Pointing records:
start

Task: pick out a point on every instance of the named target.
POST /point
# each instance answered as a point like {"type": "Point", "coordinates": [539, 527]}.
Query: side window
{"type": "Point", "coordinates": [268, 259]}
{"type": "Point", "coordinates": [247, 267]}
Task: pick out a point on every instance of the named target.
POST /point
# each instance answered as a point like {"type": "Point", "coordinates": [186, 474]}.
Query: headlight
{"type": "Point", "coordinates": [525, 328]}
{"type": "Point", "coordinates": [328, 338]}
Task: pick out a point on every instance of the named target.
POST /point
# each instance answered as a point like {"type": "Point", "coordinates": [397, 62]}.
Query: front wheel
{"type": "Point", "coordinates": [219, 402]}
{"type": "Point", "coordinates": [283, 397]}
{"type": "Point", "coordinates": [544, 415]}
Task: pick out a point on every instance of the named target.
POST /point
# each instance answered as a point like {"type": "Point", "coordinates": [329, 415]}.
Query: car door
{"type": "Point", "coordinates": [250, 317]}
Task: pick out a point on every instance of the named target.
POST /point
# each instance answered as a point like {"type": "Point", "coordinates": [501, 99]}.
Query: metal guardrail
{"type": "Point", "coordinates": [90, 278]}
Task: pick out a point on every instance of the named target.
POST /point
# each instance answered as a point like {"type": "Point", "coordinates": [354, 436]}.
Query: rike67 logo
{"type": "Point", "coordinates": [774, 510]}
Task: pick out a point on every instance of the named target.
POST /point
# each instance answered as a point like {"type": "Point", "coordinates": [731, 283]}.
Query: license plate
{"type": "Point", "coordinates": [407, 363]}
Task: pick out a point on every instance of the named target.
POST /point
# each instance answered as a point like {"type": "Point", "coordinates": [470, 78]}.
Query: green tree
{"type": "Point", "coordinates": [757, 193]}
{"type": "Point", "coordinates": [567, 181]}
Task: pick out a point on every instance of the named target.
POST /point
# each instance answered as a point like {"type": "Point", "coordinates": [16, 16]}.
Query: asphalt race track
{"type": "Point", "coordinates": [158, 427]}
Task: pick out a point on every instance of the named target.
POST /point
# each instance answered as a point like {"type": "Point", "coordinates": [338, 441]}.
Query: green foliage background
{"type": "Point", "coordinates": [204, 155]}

end

Count the lines in the data above that contain the string "green", and reply with the number alone.

2